Copy each line below that has "facade".

[Image point grounding data]

# # #

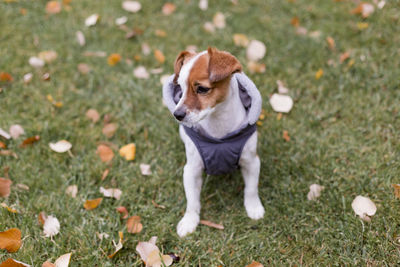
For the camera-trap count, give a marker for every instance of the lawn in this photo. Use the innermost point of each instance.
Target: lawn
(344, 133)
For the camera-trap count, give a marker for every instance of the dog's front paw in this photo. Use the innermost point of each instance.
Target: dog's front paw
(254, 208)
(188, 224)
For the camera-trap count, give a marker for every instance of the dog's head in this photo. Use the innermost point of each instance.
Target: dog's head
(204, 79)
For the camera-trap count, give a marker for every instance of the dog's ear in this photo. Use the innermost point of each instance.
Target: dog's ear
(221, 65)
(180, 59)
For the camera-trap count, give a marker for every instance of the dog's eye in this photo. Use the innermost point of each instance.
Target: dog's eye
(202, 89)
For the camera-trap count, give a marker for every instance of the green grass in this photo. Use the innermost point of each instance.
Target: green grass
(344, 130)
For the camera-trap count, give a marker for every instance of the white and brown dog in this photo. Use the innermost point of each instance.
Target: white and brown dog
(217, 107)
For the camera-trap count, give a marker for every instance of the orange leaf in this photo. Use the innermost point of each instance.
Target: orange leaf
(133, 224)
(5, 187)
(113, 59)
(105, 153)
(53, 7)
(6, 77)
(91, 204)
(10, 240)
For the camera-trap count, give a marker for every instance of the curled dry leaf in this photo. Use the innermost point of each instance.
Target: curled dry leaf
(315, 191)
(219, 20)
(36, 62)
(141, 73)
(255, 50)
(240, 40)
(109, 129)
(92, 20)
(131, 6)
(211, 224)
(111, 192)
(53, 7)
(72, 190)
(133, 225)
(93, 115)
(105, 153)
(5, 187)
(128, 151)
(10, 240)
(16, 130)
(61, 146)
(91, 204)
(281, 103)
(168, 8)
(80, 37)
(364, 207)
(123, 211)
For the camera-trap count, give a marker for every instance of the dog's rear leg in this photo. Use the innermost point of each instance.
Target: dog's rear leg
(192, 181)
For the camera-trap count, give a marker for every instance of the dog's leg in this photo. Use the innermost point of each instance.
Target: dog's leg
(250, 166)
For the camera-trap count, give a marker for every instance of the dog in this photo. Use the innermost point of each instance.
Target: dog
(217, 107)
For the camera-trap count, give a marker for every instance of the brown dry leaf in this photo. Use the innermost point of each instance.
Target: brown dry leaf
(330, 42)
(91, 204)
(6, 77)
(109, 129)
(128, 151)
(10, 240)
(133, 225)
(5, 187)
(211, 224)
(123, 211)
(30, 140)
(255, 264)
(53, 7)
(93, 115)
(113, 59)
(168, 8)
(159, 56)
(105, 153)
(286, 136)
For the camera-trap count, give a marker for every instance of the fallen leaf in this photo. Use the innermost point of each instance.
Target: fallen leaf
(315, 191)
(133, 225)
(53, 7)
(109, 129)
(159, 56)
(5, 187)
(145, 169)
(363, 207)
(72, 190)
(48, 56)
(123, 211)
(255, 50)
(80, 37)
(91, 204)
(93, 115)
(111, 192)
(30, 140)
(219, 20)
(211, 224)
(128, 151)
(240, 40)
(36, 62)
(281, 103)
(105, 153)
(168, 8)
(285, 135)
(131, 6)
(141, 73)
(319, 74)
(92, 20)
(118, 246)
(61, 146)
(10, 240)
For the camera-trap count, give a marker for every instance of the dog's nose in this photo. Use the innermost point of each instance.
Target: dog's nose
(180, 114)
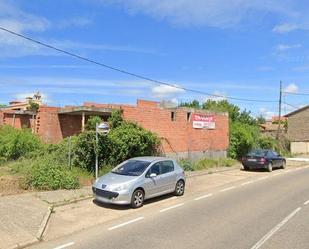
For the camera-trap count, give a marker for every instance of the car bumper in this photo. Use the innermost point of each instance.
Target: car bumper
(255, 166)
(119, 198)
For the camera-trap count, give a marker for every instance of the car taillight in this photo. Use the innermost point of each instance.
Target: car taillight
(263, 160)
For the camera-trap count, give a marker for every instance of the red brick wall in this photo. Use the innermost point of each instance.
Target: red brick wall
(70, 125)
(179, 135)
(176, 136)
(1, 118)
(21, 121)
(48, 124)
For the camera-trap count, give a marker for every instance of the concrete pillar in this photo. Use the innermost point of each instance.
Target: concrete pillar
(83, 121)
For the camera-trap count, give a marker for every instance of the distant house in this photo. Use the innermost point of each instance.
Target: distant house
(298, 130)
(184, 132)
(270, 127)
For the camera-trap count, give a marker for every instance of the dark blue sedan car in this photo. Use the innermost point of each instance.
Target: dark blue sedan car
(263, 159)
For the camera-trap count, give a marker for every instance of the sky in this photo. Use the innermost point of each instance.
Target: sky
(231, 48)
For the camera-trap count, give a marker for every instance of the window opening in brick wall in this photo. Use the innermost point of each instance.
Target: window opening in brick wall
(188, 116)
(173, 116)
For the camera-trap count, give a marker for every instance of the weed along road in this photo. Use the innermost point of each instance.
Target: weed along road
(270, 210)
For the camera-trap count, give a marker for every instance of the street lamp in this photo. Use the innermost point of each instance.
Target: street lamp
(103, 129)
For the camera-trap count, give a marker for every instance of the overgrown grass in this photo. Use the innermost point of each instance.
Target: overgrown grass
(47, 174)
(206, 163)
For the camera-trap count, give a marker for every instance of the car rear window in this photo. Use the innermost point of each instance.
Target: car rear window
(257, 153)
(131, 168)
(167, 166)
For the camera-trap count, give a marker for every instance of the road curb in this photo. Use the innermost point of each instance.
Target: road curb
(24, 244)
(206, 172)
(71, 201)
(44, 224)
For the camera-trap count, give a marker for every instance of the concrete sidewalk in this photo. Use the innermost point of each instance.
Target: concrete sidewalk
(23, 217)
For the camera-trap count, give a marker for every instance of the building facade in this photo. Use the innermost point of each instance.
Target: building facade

# # #

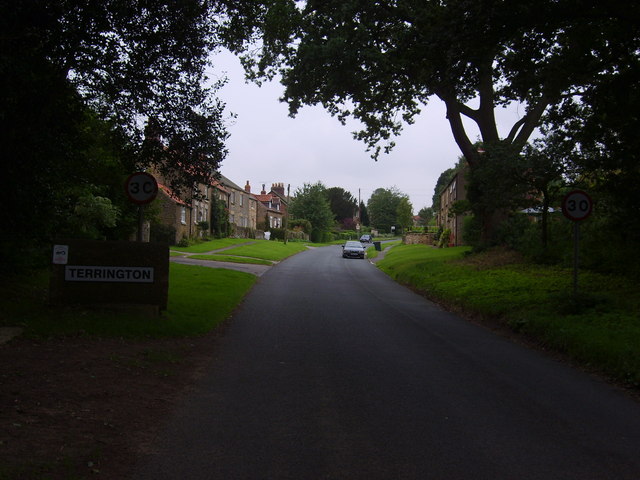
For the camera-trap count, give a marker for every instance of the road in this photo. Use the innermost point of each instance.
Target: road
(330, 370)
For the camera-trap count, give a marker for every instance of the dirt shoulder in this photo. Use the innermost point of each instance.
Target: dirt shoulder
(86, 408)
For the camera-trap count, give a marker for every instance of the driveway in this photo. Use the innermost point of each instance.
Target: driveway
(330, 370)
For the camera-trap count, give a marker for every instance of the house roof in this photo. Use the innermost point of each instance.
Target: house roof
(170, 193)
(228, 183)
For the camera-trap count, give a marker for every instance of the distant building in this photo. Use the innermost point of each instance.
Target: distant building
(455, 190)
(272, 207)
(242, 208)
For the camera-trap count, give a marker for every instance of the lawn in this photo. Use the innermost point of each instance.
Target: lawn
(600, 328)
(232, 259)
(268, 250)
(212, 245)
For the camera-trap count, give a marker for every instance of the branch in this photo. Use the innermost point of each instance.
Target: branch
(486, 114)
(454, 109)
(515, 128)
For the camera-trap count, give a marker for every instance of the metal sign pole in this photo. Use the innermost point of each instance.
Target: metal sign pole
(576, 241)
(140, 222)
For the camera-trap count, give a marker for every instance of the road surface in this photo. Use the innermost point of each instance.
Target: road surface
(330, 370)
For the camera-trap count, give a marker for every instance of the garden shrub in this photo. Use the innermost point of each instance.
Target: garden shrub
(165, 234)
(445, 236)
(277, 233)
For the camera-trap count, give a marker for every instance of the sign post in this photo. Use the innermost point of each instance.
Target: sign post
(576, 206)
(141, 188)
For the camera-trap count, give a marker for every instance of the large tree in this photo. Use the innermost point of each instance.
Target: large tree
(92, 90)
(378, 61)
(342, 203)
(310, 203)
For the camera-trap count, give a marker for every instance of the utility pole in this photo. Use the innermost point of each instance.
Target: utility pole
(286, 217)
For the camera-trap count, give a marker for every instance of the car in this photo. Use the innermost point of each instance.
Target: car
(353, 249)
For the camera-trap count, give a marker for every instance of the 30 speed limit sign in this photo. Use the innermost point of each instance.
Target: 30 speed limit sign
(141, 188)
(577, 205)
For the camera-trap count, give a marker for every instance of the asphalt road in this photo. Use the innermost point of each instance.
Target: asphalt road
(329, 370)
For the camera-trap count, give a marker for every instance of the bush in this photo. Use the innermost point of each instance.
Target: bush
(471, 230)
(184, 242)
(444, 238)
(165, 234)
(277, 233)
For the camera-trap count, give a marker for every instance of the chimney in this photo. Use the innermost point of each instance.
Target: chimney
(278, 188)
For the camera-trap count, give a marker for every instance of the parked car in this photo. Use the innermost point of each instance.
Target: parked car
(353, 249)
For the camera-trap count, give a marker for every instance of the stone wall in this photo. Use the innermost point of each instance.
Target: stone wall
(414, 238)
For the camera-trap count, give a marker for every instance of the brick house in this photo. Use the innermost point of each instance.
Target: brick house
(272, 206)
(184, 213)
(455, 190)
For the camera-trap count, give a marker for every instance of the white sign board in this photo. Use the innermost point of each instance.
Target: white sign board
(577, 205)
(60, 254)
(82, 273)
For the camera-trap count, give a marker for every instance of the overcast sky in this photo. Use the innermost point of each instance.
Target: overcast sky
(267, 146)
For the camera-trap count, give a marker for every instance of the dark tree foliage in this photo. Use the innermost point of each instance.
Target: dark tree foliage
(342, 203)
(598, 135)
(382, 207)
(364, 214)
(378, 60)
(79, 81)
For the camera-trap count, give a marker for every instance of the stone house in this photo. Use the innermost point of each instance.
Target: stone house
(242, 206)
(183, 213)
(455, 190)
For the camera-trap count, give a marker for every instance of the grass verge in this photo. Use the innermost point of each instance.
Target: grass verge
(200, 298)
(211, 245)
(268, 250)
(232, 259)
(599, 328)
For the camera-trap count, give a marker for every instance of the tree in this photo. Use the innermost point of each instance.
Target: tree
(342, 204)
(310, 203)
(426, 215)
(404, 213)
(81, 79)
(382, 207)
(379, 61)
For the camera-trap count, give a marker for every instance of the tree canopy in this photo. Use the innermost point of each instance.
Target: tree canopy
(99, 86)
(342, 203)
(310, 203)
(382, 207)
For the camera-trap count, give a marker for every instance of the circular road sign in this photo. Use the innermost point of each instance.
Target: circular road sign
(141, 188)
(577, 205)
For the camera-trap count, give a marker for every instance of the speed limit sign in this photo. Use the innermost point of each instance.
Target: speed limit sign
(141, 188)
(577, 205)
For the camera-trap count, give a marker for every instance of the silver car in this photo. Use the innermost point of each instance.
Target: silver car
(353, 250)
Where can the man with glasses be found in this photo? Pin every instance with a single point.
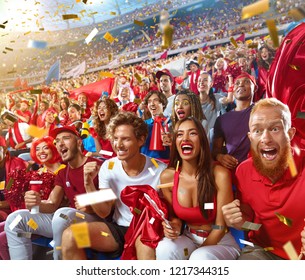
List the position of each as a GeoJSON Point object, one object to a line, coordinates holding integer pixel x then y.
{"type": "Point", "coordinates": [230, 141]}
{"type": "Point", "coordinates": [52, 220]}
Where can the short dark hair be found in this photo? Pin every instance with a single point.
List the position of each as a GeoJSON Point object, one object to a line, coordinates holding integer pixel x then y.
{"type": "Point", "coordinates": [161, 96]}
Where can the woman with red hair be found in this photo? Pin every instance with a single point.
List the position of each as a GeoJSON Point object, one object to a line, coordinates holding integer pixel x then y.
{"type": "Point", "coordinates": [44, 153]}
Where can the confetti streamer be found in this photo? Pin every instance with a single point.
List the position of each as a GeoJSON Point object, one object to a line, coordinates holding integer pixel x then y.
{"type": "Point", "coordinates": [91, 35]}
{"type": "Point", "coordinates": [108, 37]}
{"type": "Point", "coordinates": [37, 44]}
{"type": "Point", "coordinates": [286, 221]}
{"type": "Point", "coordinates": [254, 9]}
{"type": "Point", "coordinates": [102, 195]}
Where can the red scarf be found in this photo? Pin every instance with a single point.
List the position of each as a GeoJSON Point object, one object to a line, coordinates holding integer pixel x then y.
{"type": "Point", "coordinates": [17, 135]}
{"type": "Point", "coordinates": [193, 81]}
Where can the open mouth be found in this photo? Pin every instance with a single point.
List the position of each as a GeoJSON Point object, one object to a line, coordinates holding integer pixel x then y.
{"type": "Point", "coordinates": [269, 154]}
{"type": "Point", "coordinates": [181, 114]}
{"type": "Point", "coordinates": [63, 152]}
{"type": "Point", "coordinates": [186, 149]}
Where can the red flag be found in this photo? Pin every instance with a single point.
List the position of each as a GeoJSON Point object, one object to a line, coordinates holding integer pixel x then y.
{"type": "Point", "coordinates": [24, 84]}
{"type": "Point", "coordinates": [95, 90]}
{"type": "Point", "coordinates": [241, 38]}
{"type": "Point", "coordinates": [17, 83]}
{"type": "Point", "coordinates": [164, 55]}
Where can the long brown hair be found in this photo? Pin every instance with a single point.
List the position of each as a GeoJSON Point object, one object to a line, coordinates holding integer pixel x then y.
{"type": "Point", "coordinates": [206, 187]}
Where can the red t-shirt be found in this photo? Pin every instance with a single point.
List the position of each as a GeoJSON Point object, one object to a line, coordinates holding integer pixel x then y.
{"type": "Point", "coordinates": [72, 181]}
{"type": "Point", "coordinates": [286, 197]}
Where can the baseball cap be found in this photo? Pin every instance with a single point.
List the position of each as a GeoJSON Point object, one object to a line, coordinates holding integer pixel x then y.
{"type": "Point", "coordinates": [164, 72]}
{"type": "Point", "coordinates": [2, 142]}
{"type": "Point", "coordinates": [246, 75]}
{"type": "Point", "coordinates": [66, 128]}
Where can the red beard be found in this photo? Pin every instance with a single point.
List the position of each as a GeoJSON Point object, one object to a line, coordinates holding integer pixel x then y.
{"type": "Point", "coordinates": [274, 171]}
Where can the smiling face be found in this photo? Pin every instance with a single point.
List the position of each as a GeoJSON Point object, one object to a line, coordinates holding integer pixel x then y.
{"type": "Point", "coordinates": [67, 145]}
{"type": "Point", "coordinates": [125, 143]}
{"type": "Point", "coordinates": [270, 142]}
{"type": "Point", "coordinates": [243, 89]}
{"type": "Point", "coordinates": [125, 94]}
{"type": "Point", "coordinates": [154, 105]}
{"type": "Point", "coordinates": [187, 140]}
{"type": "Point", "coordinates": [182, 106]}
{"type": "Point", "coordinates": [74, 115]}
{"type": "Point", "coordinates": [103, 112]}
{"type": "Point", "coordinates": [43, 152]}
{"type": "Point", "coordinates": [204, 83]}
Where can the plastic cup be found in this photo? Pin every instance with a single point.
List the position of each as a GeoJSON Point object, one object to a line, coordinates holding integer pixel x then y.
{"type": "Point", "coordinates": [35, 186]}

# # #

### Response
For the camera-trap count, give a marker for every instance of the building facade in this photo. Use the innermost point of each instance.
Target: building facade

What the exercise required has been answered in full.